*** Task data

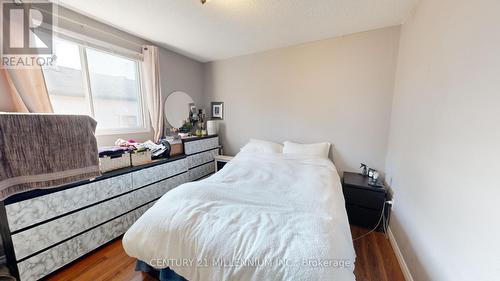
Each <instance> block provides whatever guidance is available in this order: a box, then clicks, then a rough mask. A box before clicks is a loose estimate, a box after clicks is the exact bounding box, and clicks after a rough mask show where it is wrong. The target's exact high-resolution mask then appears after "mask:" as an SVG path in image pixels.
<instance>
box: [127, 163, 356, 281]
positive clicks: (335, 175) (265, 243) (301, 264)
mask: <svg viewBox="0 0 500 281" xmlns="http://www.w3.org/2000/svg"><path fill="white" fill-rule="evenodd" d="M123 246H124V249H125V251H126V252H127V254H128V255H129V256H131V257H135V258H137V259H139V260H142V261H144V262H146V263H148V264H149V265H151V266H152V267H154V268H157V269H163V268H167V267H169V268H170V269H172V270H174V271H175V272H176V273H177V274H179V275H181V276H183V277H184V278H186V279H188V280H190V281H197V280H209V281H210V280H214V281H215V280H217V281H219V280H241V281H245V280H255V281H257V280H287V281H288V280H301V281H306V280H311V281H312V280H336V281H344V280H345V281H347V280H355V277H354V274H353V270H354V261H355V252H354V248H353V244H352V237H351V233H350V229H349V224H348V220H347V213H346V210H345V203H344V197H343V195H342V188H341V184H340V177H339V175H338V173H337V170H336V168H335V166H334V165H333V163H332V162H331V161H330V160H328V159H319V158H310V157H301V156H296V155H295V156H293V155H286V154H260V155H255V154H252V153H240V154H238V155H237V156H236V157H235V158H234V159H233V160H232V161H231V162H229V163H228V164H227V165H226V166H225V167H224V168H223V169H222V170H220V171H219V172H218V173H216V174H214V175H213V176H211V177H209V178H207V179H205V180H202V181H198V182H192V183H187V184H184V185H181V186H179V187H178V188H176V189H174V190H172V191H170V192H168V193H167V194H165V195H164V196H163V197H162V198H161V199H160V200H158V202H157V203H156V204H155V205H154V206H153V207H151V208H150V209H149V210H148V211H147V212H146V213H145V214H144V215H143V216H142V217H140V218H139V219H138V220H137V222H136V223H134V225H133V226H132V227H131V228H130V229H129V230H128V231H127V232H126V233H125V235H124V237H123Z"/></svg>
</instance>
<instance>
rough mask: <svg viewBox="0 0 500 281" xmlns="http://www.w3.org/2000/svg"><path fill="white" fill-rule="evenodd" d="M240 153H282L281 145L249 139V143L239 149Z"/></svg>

******
*** Task data

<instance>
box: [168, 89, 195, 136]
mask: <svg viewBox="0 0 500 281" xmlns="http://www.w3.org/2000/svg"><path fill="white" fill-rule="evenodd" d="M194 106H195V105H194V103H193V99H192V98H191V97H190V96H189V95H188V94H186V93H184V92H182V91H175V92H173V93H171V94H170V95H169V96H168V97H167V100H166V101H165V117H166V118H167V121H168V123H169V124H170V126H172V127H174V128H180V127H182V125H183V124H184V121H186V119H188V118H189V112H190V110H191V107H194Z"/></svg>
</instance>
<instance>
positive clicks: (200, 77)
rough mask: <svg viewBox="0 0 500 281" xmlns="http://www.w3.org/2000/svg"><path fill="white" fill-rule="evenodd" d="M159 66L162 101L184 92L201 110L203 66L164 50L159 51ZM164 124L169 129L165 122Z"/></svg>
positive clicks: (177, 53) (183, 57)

******

In the listing, return each line containing the string "rough".

Written reply>
Each <instance> block provides whatever guidance is available in this order: a box, then clicks, then a rough mask. A box before clicks is a loose estimate, a box after clicks is the exact bounding box, and clicks after a rough mask show where it is wrong. The target's exact high-resolution mask then appears after "mask:" as an SVG path in image pixels.
rough mask: <svg viewBox="0 0 500 281" xmlns="http://www.w3.org/2000/svg"><path fill="white" fill-rule="evenodd" d="M240 153H282L281 145L249 139V143L239 149Z"/></svg>
rough mask: <svg viewBox="0 0 500 281" xmlns="http://www.w3.org/2000/svg"><path fill="white" fill-rule="evenodd" d="M159 66L162 101L184 92L201 110L203 66L164 50L159 51ZM164 124L169 129L165 122Z"/></svg>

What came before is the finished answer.